:: Stated problem ::
Report every line of the data below that contains the string "logo", matching case exactly.

Start Given records

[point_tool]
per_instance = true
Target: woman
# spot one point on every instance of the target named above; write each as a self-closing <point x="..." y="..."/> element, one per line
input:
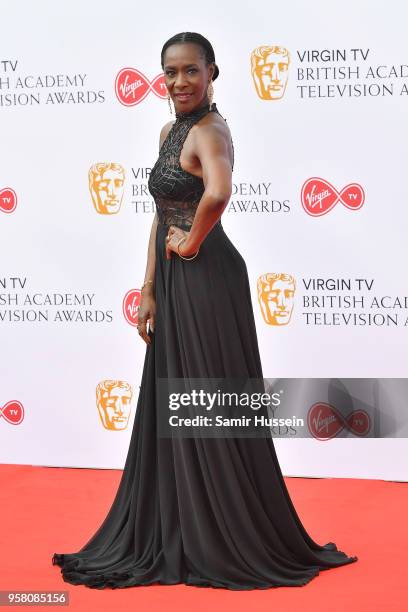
<point x="200" y="511"/>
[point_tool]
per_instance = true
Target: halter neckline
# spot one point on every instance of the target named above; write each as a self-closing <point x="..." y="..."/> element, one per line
<point x="196" y="112"/>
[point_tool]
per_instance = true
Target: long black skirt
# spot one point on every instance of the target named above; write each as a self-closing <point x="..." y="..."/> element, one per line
<point x="200" y="511"/>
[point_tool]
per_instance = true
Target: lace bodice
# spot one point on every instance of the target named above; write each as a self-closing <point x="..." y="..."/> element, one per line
<point x="177" y="192"/>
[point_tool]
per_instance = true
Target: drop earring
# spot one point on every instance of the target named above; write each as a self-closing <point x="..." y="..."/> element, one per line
<point x="210" y="93"/>
<point x="168" y="100"/>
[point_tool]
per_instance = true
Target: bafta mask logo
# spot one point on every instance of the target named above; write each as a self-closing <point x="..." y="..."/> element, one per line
<point x="276" y="294"/>
<point x="106" y="184"/>
<point x="8" y="200"/>
<point x="113" y="398"/>
<point x="270" y="69"/>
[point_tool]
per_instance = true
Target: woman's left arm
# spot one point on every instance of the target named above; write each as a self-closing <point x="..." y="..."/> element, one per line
<point x="211" y="147"/>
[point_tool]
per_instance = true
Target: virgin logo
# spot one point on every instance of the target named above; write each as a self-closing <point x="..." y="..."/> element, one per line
<point x="319" y="197"/>
<point x="130" y="306"/>
<point x="12" y="412"/>
<point x="132" y="86"/>
<point x="325" y="421"/>
<point x="8" y="199"/>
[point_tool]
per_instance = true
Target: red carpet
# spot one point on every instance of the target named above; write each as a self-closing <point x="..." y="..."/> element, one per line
<point x="47" y="510"/>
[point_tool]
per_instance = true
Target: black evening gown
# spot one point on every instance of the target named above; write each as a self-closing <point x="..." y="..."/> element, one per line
<point x="200" y="511"/>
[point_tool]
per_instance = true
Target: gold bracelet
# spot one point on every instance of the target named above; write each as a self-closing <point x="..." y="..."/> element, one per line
<point x="145" y="283"/>
<point x="182" y="256"/>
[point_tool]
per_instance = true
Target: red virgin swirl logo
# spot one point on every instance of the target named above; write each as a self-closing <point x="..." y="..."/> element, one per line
<point x="132" y="86"/>
<point x="130" y="306"/>
<point x="8" y="200"/>
<point x="319" y="197"/>
<point x="12" y="412"/>
<point x="325" y="421"/>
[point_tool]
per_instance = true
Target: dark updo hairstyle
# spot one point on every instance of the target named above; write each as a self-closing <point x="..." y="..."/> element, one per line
<point x="197" y="39"/>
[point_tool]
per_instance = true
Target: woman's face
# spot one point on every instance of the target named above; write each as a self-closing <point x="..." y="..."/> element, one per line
<point x="186" y="75"/>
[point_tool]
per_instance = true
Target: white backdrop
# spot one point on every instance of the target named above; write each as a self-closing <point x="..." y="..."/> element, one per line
<point x="60" y="114"/>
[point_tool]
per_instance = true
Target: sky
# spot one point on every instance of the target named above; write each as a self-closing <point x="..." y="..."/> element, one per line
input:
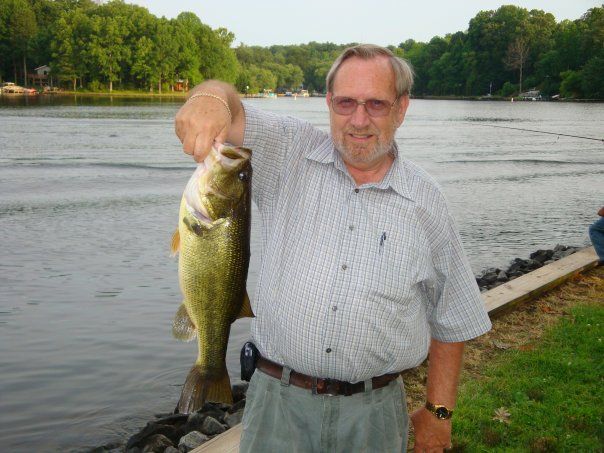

End Given records

:: Task answer ::
Target: bafta mask logo
Target: virgin logo
Target: red virgin swirl logo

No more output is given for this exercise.